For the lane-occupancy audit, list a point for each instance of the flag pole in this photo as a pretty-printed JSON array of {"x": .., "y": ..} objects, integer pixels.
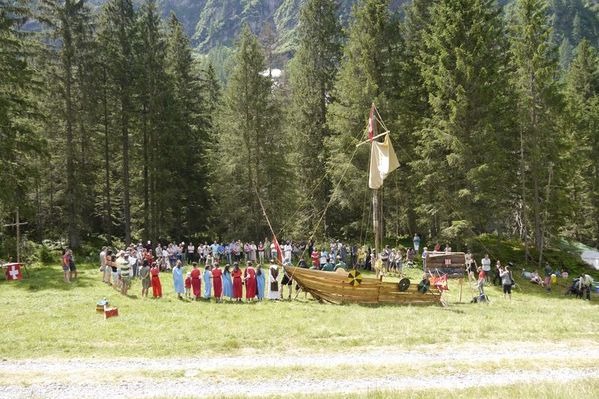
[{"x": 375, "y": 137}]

********

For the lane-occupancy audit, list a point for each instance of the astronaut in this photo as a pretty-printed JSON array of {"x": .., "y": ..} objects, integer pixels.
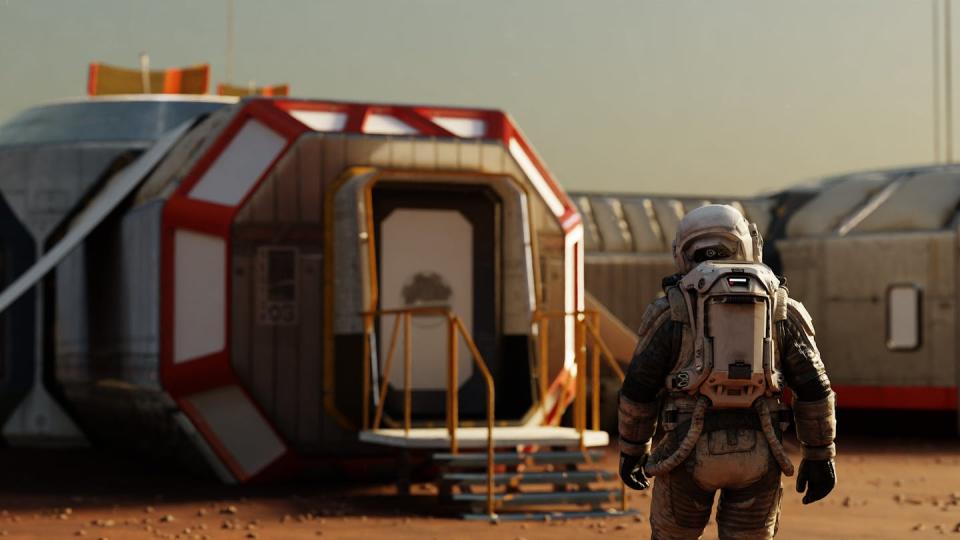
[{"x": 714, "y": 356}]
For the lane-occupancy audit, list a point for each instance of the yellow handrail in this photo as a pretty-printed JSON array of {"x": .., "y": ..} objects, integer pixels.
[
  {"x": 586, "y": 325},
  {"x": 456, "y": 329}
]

********

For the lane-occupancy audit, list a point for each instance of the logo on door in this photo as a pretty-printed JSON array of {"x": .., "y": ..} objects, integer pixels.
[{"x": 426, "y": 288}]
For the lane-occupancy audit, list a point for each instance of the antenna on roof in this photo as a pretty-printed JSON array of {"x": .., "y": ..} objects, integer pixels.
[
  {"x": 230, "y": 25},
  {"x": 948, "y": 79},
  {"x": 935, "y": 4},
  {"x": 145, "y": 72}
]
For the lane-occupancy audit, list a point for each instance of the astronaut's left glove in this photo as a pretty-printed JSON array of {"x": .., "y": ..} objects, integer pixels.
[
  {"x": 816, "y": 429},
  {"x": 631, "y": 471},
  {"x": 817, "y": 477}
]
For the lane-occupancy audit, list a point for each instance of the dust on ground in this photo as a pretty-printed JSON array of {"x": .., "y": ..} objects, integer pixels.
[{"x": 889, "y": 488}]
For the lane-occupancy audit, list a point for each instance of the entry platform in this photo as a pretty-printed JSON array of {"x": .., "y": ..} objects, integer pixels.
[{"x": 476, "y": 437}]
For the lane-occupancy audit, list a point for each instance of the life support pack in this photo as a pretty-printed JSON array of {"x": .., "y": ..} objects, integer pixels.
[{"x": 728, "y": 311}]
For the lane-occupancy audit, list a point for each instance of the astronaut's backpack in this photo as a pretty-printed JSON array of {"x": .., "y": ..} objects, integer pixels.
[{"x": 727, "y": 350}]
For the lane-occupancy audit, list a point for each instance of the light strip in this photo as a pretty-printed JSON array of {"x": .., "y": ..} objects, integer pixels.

********

→ Directions for this task:
Which lines in the records contain the string "astronaut"? Pick out each one and copy it in full.

→ Answer to the problem:
For the lane-occupancy audit, list a point for each instance of the astronaut in this photo as a pretty-printed JSON array of {"x": .., "y": ..} objects, integer pixels.
For the lane-occupancy audit, list a point for each instance of the astronaut's left glove in this photo as a pretty-printed JSON array of {"x": .., "y": ..} objects, integer pixels.
For the lane-occupancy audit, list a point for each instance of the astronaut's backpack in this photo as a pretty-printed JSON array of {"x": .., "y": ..} objects, integer pixels.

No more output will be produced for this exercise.